> [Challenges]:
**A.** Answer these questions from the annual report excerpt, one line per answer, marked (i), (ii) and (iii) as the questions are:
(i) Which certification body issued the ISO 9001:2015 certificate?
(ii) Under what name were the QMS and EMS systems integrated?
(iii) What change in fuel consumption does the excerpt report for both plants?
**B.** Summarize the annual report excerpt in two sentences.
**C.** Extend the annual report excerpt on the company's certifications and statutory disclosures, starting after the point where it stops.
##### Provided passage
Your Company has upgraded to the requirements of the new ISO 9001:2015 Quality Management System standard during the year, and received the accreditation certificate from the German Multinational certification body "TUV-SUD South Asia Private Limited", after successful transition from the earlier accreditation body "IRQS"

Environmental Management System (EMS):

Your Company has implemented all the requirements for the "Environmental Management System" and got the accreditation certificate for the firsttime for the ISO 14001:2015 EMS standard from the German Multinational certification body "TUV-SUD South Asia Private Limited"

As part of implementation of the Environmental Management System, several improvement projects were initiated and completed.

Both the QMS and EMS systems have been integrated as "Integrated Management System"

Management Discussion and Analysis Report:

A detailed discussion on the industry structure, as well as on the financial and operational performance, is contained in the ‘Management Discussion and Analysis Report enclosed hereto, which forms an integral part of this Report (Refer Annexure-A).

Information as required under Section 134(3)(m) of the Companies Act, 2013 read with Rule 8(3) of Companies(Accounts) Rules, 2014:

A. Conservation of Energy:

There has been a reduction in the fuel consumption in both plants, as a result of the conservation measures undertaken.

B. Technology Absorption:

No new technology has been obtained during the year, and the existing technology in use has been fully absorbed.

C. Foreign Exchange earnings and outgo:

Total foreign exchange used and earned:

(Rs. in Lakhs)
##########
##### Information provided
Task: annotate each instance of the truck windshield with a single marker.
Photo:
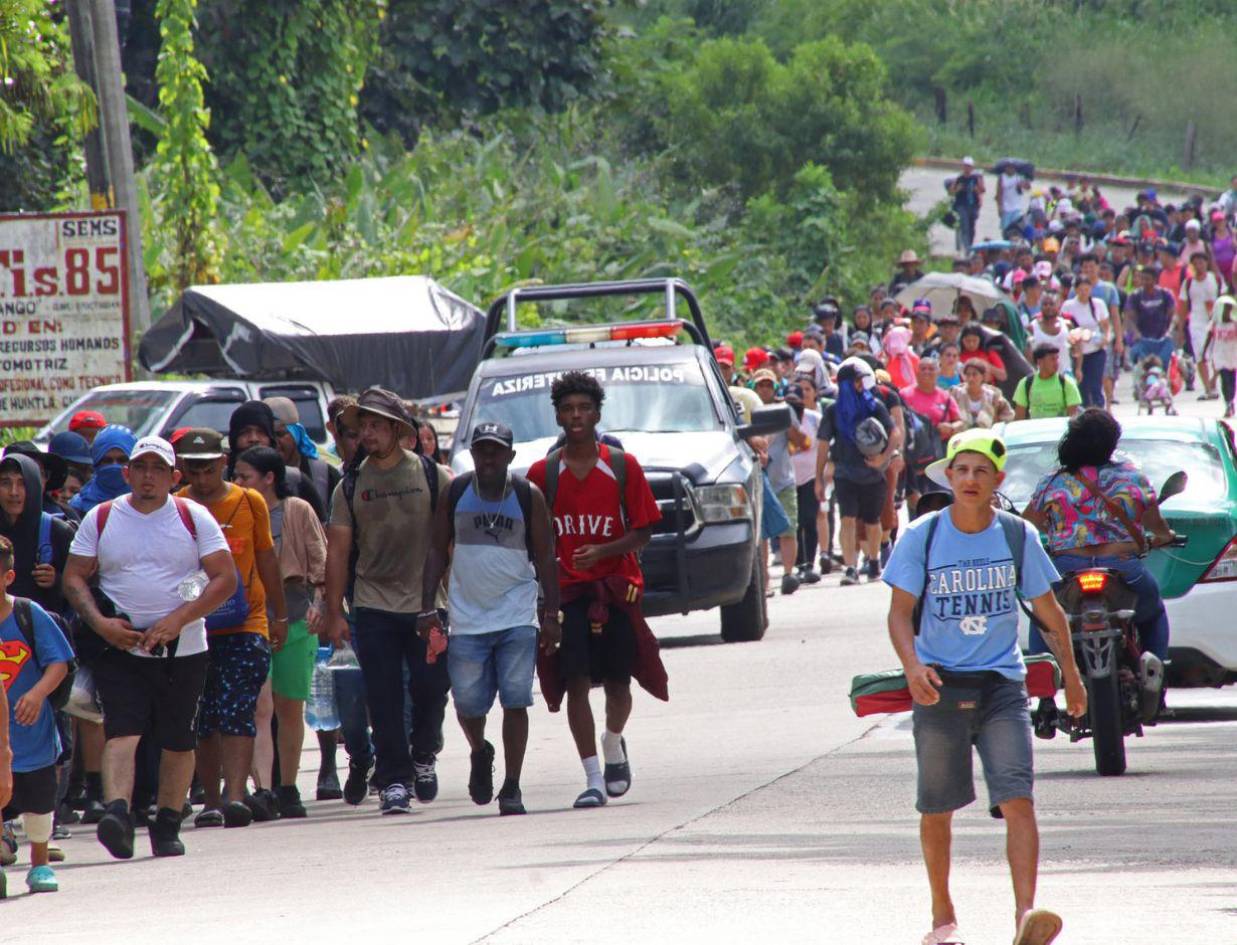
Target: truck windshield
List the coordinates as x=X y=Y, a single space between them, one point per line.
x=140 y=411
x=646 y=397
##########
> [Responses per task]:
**A.**
(i) TUV-SUD South Asia Private Limited
(ii) "Integrated Management System"
(iii) Fuel consumption went down in both plants as a result of the conservation measures undertaken.

**B.** The company upgraded to the ISO 9001:2015 quality standard and, for the first time, received ISO 14001:2015 environmental certification, both from TUV-SUD South Asia Private Limited, and then integrated the two systems as an "Integrated Management System." It reports reduced fuel consumption in both plants because of conservation measures and states that it obtained no new technology during the year.

**C.**
Particulars 2018-19 2017-18
a) Foreign Exchange earnings on exports 363.02 227.09
b) Foreign Exchange used on account of:
i) Foreign Travel 3.36 4.41
ii) Professional Charges 0.75 8.97
iii) Subscription charges 1.53 4.07
iv) Others / Delegate Fees 4.95 4.16
v) CIF value of imports of raw material & others 12,554.90 16,297.43
vi) Dividend for 2018- 19/2017-18 0.00 3.00

Directors:

Pursuant to Section 152 and other applicable provisions, if any, of the Companies Act, 2013, Smt. Vuyyuru Rajeswari will retire by rotation at the ensuing annual general meeting and, being eligible, offers herself for reappointment.

Sri Ramachandra Kadiri was co-opted as an additional director (independent director category) of the company with effect from 10th November, 2018. An application to appoint him as a Director (independent director category) was received by the Company.

Sri S.V. Narasimha Rao, Sri Satish Malladi, Sri V. Ashok, Sri Sridar Swamy, and Sri Suketu Harish Shah, Independent Directors of the company will complete their five on 29th September, 2019. The Nomination and Remuneration Committee recommends their re-appointment for a second term of five years with effect from 30th September, 2019.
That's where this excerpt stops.